A Clean-Room Kubernetes CrashLoopBackOff Incident Exercise for SRE/DevOps Learners

David Cruz — Fri, 05 Jun 2026 00:00:33 +0000

I have been building a small learning project called SRE Incident Practice Labs.

The idea is simple:

Most junior DevOps/SRE learners can read Kubernetes commands, run tutorials, or watch incident-response videos, but they rarely get to practice the judgment part of on-call work:

What is the alert actually saying?
What is affected?
What evidence supports the current hypothesis?
What is still unknown?
Is this a full outage or a degraded workflow?
What should be communicated now?
What should wait until there is more evidence?
How do you write the postmortem afterward?

So I built two free interactive browser labs where learners can practice first-pass incident triage using real terminal commands in a clean-room training environment.

Extracted material:

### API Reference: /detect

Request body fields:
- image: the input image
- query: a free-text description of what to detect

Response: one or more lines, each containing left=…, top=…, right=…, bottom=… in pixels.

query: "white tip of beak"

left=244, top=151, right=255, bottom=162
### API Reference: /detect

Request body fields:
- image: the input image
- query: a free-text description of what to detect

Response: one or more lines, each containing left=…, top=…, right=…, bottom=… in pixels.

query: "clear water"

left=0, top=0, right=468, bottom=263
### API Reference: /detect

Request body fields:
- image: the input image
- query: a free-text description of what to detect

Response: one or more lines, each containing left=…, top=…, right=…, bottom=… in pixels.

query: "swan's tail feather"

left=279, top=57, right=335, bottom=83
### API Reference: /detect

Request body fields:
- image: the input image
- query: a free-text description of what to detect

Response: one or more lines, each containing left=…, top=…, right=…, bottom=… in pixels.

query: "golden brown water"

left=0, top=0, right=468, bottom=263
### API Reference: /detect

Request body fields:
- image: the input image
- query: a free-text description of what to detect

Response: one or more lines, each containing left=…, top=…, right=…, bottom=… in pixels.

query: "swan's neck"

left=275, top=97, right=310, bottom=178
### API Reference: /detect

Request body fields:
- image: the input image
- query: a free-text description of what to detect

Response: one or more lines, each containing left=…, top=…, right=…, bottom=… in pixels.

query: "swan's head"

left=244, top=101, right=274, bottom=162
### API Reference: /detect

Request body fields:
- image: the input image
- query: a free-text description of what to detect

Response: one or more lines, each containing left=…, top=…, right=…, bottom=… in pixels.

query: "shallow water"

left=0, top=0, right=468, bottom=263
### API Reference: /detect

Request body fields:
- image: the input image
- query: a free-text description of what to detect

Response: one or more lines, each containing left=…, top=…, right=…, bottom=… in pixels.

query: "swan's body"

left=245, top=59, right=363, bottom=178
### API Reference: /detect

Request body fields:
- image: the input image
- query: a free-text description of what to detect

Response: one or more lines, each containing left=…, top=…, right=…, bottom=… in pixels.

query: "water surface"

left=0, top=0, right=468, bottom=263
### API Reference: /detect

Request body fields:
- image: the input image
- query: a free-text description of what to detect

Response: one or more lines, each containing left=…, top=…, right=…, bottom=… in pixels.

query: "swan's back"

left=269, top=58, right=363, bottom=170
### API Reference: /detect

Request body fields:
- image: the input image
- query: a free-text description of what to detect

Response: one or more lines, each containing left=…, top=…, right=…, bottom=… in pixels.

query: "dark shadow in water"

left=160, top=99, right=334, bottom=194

What this task involves: Quote the Kubernetes incident-practice post word for word, from "Most junior DevOps/SRE" to "the current hypothesis?", including both.

Response to the task:
Most junior DevOps/SRE learners can read Kubernetes commands, run tutorials, or watch incident-response videos, but they rarely get to practice the judgment part of on-call work:

What is the alert actually saying?
What is affected?
What evidence supports the current hypothesis?